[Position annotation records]
'''

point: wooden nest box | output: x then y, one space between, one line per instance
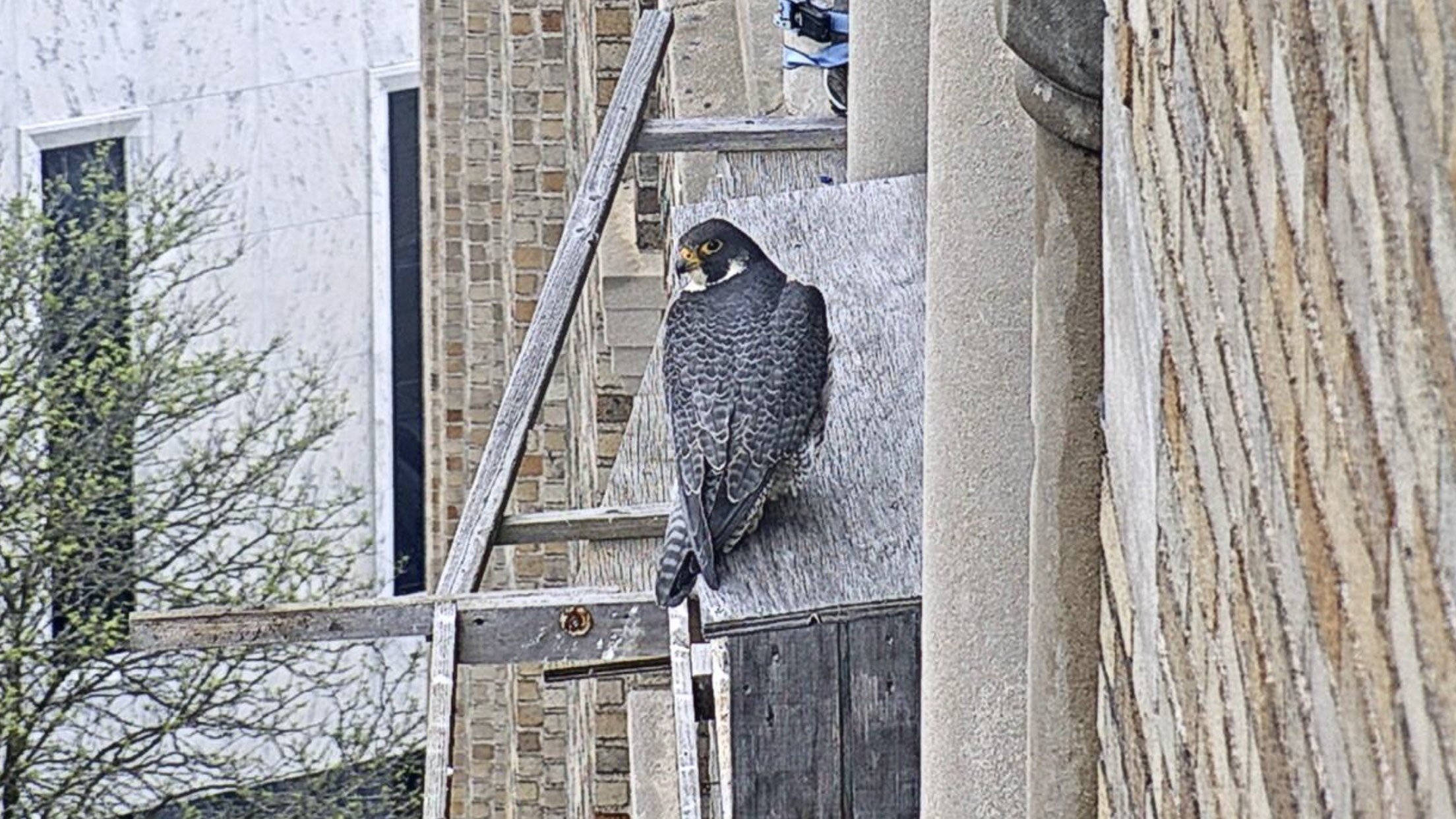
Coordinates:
849 543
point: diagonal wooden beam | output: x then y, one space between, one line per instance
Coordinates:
740 133
570 267
558 301
440 704
684 713
597 524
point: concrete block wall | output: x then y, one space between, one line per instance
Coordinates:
501 158
1279 627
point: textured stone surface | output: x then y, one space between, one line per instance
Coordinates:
977 423
888 88
1277 622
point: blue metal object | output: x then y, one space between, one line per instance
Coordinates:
807 19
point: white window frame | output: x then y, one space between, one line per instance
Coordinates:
383 82
130 124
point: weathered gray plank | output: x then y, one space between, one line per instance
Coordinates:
881 727
568 630
723 725
295 622
644 471
741 133
439 712
497 627
764 172
852 537
642 475
564 282
787 732
600 524
684 717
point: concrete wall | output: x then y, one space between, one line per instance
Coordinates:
283 98
290 100
1280 279
513 92
977 423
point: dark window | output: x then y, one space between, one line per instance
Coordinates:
405 353
88 423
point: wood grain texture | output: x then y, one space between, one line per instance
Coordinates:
764 172
740 133
723 725
600 524
571 264
853 532
495 627
439 712
787 723
646 470
622 627
1279 521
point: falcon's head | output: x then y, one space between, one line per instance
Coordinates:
714 251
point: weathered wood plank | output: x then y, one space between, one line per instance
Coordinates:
548 331
723 725
881 727
684 719
621 627
497 627
439 712
600 524
740 133
787 716
606 669
852 537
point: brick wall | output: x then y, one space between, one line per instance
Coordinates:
510 94
1279 524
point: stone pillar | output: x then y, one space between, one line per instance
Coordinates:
977 420
888 46
1059 85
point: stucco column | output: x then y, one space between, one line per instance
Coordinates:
888 61
1059 86
977 420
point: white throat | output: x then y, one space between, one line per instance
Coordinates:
696 282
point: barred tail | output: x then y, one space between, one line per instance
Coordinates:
683 556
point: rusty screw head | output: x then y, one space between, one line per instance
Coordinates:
576 621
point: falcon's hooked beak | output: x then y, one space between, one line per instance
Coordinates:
688 261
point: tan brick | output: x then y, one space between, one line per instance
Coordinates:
612 725
529 714
612 795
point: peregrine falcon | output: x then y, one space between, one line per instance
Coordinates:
746 365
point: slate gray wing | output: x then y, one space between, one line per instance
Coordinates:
778 407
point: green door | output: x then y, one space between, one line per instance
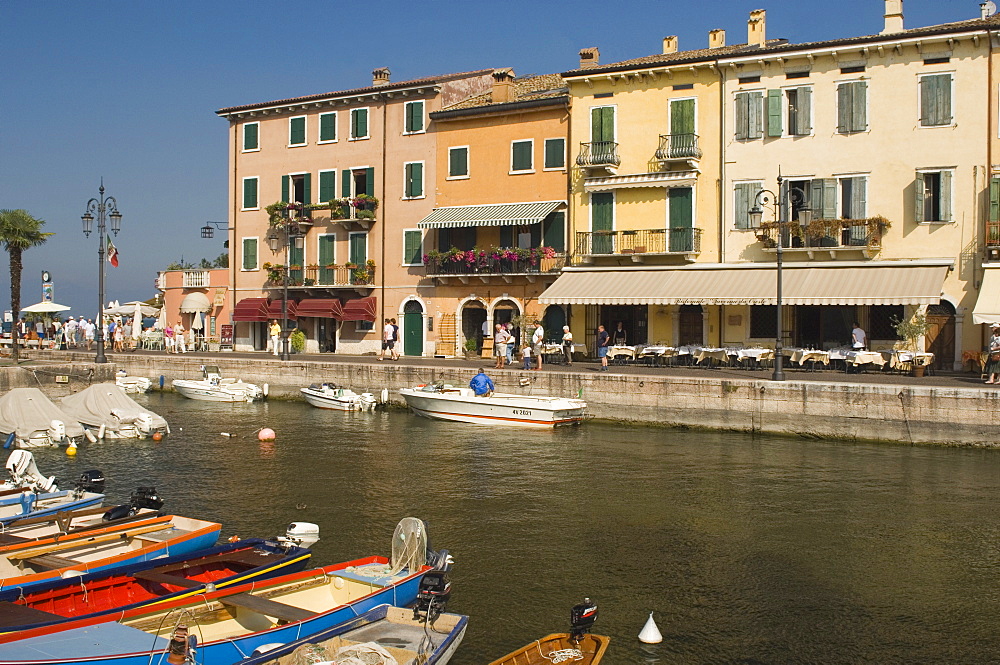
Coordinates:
681 220
413 332
601 222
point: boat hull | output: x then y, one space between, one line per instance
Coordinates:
499 409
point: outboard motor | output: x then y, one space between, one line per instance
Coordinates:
582 618
433 594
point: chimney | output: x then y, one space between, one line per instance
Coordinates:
893 17
503 85
589 57
755 28
380 77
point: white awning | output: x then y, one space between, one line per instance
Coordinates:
196 302
495 214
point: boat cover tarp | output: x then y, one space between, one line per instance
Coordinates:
27 410
106 404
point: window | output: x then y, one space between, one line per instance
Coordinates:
251 137
933 196
413 180
749 123
250 193
935 100
745 196
327 127
852 107
327 186
555 153
250 254
413 247
413 117
458 162
297 130
520 156
359 124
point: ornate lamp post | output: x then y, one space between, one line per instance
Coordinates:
794 198
289 228
106 207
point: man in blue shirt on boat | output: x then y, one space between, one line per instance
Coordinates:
481 384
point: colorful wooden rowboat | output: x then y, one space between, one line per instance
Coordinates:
147 583
230 623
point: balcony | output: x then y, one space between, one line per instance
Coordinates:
600 154
466 266
639 245
825 236
678 147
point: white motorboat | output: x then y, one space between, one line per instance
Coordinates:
215 388
332 396
442 401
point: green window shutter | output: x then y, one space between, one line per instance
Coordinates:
945 197
250 136
918 198
327 186
774 113
328 127
359 248
296 131
554 231
411 247
249 253
521 157
250 192
555 153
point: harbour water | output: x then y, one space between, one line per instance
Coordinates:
747 549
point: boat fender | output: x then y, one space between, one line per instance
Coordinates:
650 634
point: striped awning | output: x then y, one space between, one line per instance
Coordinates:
250 309
360 309
496 214
320 308
842 284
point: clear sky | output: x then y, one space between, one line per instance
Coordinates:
127 89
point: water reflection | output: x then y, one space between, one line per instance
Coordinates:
747 549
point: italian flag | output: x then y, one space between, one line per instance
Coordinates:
112 253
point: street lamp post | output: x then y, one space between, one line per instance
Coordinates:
794 197
106 207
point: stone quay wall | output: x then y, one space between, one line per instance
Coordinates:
847 411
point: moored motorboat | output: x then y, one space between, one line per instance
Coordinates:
332 396
442 401
214 388
576 646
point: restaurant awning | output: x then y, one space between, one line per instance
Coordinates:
360 309
250 309
847 283
196 302
987 309
320 308
496 214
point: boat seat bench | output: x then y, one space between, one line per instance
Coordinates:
265 606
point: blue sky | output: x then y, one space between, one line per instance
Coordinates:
127 90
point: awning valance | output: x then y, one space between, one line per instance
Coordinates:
496 214
847 284
360 309
250 309
320 308
987 309
196 302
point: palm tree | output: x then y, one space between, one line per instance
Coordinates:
18 232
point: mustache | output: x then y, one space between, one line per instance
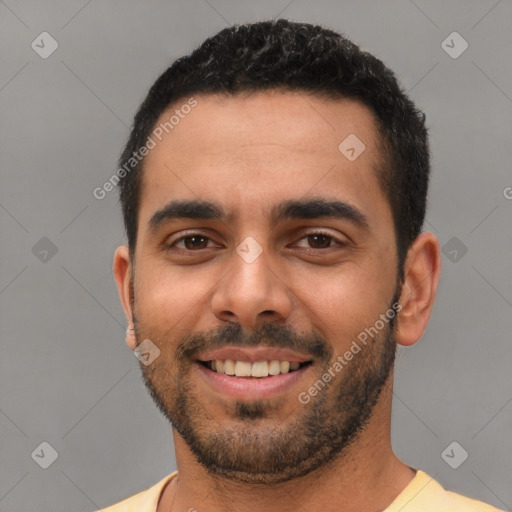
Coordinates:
268 335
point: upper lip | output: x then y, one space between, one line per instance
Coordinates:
253 354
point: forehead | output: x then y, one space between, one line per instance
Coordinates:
248 151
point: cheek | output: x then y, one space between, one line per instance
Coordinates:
346 301
165 298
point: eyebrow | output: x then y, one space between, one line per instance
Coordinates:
286 210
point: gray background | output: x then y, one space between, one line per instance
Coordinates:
66 375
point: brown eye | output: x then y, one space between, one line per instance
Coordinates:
319 241
194 242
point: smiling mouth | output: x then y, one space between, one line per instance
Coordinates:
258 369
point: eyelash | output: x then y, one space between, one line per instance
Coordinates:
339 243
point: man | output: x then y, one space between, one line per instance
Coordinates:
273 191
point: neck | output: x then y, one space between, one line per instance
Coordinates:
367 476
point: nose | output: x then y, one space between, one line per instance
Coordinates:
252 292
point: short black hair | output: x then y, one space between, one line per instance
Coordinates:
292 56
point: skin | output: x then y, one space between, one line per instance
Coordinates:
248 153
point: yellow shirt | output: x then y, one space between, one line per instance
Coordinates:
423 494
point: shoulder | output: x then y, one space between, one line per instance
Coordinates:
144 501
424 494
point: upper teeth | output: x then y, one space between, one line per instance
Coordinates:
256 369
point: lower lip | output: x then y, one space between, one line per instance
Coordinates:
251 387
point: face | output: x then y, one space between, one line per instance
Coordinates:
261 244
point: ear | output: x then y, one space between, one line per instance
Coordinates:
122 269
421 275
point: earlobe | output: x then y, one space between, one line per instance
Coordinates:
122 273
421 276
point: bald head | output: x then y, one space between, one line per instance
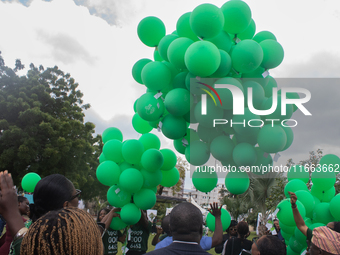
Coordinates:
186 222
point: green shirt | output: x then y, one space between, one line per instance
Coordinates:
110 241
139 238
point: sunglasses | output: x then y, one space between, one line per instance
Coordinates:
78 192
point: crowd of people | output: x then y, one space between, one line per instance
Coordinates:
54 225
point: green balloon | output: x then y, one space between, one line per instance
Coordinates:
221 148
237 182
151 179
170 177
118 197
156 56
113 151
132 151
293 186
204 179
225 65
252 126
306 199
117 224
246 56
322 213
323 180
222 41
197 153
164 45
131 180
170 159
144 199
149 108
206 20
179 81
150 141
130 214
212 112
225 218
244 154
272 139
177 102
156 75
237 15
272 53
174 127
268 89
334 207
323 195
249 32
150 31
264 162
29 181
263 35
102 158
298 172
285 214
176 51
183 27
152 160
137 69
141 126
202 58
108 173
295 245
112 133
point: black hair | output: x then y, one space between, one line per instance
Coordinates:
107 210
50 193
21 199
242 228
166 225
271 245
186 222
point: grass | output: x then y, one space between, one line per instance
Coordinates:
151 247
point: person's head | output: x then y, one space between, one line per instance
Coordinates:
102 213
232 230
268 245
24 205
166 225
65 231
277 225
186 223
242 229
325 241
53 192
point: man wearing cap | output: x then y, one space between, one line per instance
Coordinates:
325 241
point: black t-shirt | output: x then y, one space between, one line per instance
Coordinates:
236 245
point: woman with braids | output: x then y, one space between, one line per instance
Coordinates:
65 231
51 193
110 236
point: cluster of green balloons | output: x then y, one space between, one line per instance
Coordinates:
317 206
211 46
29 181
133 169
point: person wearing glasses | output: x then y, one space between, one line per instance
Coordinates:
51 193
231 233
268 245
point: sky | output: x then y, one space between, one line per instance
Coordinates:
96 42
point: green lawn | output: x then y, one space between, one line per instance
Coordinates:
151 247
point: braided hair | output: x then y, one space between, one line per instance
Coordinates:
67 231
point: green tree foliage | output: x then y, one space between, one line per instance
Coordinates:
42 128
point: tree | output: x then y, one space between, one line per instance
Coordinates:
42 128
182 166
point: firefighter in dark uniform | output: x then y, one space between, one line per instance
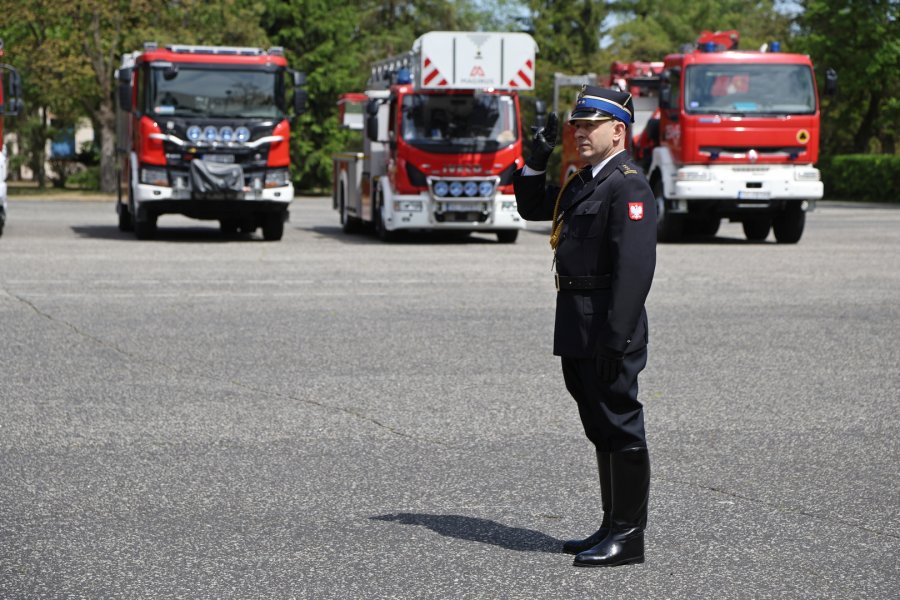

'''

== Problem requirements ==
Pick out every line in the data above that contains the word "awning", matching case exactly, and copy each one.

== Reply to the exercise ==
point: white awning | output: x then y, one space between, one line per instance
point: striped awning | output: x then y, one space between, one line per instance
point: restaurant awning | output: x then y, one space between, one line per instance
point: awning valance | output: x then y, one space between, one line per instance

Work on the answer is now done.